## PASSAGE SHOWN
________

This blog is meant to be purely informative. I also have people make special requests. Essentially, if you need something related to eating disorders, I will try to take care of it for you. And if I can't do it, I'll point you in the direction of someone who can.

All of my services are 100% free. Education and resources should always be free. I do accept all types of donations, with everything only going specifically for me to help others. I want to do this. I never want anyone else to go through what I did.

Eating disorders are the slowest form of suicide.

The only perfect anorexic is a dead one.

If you're interested in any of my services or more information on services or donating, please use the Contact form on the home page. (If on your mobile, click View web page to see the contact form.)

Please remember that I can give advice and suggestions until I'm blue in the face...it should never replace the consultation of a doctor or other professional.

Wednesday, August 27, 2014

Dual Diagnoses

When a person has an eating disorder, they almost always have at least one other diagnosis. (I personally have never heard of an Ed patient that doesn't have a dual diagnosis, but there's always things that I don't know, so I threw in "almost" as a just in case.) After learning the facts about eating disorders, it actually makes perfect sense.

Contributing factors for Eds include depression, anxiety, childhood trauma, a sense of need for control, addictive personality, environmental factors (pressure to lose weight from parents, ballet, etc), and perfectionism.

First of all, many people don't realize that Ed is an addiction. Once the habit is established, the addiction is formed. It works a lot like alcoholism. After a while of certain "feel good" chemicals being released every time the person drinks alcohol/engages in Ed behaviors, the brain literally feels a need for the destructive behaviour. Especially when the person is mad, sad, or otherwise emotional, the desire for those "feel good" chemicals is overwhelming. So before you tell someone to "just eat something," think of it as telling a heroine addict to put down the needle and never pick one up again. Most addicts, those who have physical and chemical addictions, typically have more than one addiction. Eating disorder, drugs, alcohol, cigarettes, shopping...it doesn't really matter what the addiction is.

Because of the previous information, those with Ed can have a multitude of problems:
Other addictions
Post-Traumatic Stress Disorder
Obsessive Compulsive Disorder
Mood disorder (such as Bipolar)
Clinical Depression
Generalized Anxiety Disorder
...and more

Those with eating disorders may sometimes not be tested for other disorders. If you or someone you know is being tested or treated for an eating disorder, be sure that all other necessary psychological testing is done. A person in treatment who has undiagnosed depression typically won't get very far in recovery.

Contact me if you would like to inquire about an educational seminar or need assistance finding treatment information.


EDIT: It was brought to my attention that I may have been unclear about the definition of dual diagnosis. In this blog, I use
the term "dual diagnosis" as a blanket term for having more than one diagnosis. This is NOT the actual meaning of a dual diagnosis. As far as psychiatry and mental health treatment, dual diagnosis specifically refers to having a mental illness (mood disorder, personality disorder, etc.) accompanied with a substance abuse problem with drugs or alcohol. Please be aware of the difference, and my mistake. Thanks for your patience.

________

## COLLECTED MATERIAL
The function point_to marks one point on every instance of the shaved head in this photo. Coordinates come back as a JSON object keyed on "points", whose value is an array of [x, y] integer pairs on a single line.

________

## EXERCISE DIRECTIONS
Answer these from the blog text:
1. How much does the blog's author charge for services?
2. Which addiction does the blog text say an eating disorder works a lot like?
3. According to the edit, what does "dual diagnosis" specifically refer to in psychiatry and mental health treatment?
Rely only on the blog text.

## SOLUTION TO THIS EXERCISE
1. Nothing; all services are 100% free.
2. Alcoholism.
3. Having a mental illness accompanied by a substance abuse problem with drugs or alcohol.